◆ **EXCERPT TO READ**
────────────────

This code has been written using Pytorch 0.4.

Import data

We have put word embeddings, entity and relation embeddings learned from TransE[1] to the folder of data.

Basic example

Go to the model path and run:

❱❱❱ python3 main.py

In this setting, the default hyperparameters are used. Or run in specific settings:

❱❱❱ python3 main.py --trainPath ../data/train.txt --validPath ../data/valid.txt --testPath ../data/test.txt --trainGold ../data/trainGold.txt --testGold ../data/testGold.txt --batchSize 100 --wd 100 --ed 100 --hop 2 --clas 2 --epoch 20 --wePath ../data/wordEmb/bio-word2id100 --w2IDPath ../data/wordEmb/bio-embed100 --eePath ../data/KB/entity2vec.vec --rePath ../data/KB/relation2vec.vec --t2idPath ../data/KB/triple2id.txt --e2idPath ../data/KB/entity2id.txt --paraPath ./parameters/kan --results ./results/ --training True --lr 0.1 --wdecay 0.0 --validsetR 0.15

the option you can choose are:

  • --trainPath path of training dataset.

────────────────

◆ **SUPPLIED MATERIAL**
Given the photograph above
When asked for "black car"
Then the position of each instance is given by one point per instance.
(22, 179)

────────────────

◆ **CHALLENGE**
According to the setup notes, which version of Pytorch was used to write the code? The material isn't needed here.

◆ **THE OUTPUT**
Pytorch 0.4